[Segmentation records]

--- Begin ---

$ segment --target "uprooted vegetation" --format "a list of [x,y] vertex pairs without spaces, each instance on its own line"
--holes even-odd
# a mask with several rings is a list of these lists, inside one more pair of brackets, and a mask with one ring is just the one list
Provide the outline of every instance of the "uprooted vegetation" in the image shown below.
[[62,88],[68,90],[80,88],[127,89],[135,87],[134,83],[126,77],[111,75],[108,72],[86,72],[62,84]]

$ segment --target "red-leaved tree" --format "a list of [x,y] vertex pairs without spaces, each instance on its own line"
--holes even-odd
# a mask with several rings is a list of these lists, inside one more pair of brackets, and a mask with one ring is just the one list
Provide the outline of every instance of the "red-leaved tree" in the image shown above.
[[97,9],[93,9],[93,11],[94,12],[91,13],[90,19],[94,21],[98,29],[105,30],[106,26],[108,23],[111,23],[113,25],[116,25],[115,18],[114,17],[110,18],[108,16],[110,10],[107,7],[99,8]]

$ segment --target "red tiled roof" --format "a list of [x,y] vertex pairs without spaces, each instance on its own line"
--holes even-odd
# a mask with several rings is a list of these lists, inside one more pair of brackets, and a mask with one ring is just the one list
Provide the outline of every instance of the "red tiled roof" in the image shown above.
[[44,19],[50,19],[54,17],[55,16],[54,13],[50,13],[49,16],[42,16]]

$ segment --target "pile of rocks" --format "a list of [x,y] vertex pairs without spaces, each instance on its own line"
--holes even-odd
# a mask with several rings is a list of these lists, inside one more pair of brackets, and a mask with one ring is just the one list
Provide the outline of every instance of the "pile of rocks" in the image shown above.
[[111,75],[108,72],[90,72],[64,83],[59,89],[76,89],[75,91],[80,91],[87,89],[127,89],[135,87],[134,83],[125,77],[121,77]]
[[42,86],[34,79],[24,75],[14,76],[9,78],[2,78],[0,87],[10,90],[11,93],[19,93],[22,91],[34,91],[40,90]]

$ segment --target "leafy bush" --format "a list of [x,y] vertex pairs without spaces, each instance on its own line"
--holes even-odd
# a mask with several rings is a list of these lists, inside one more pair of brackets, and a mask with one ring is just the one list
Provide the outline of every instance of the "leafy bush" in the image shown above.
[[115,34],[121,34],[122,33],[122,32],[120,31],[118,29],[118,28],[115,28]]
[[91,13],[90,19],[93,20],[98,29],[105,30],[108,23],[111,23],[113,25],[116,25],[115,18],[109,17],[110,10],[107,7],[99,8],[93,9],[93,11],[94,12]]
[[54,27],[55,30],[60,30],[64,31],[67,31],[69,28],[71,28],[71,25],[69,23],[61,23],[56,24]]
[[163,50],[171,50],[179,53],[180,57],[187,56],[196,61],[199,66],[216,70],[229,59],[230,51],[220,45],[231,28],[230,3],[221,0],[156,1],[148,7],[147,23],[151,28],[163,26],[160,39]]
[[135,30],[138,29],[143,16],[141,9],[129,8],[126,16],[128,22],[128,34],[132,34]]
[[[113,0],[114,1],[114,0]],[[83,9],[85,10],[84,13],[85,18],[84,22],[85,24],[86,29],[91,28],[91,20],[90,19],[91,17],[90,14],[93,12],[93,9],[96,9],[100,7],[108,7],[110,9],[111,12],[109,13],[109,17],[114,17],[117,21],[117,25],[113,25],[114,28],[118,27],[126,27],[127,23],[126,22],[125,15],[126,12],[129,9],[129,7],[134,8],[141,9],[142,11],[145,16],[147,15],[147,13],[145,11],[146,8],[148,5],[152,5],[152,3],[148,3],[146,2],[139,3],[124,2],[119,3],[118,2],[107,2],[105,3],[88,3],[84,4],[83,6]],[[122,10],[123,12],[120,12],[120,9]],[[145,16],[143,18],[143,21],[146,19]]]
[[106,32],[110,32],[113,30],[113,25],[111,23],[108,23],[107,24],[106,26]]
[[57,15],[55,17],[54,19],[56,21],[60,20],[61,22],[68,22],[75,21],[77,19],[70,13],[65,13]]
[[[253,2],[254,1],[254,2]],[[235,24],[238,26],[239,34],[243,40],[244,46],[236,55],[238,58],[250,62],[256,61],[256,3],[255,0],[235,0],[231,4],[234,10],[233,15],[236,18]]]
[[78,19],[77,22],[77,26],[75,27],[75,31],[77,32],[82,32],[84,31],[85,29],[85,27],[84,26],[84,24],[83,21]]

--- End ---

■ Exercise details ■
Count the lines of the records above that contain the string "leaved", treating uppercase and lowercase as different. Give only the number.

■ Result of the task ■
2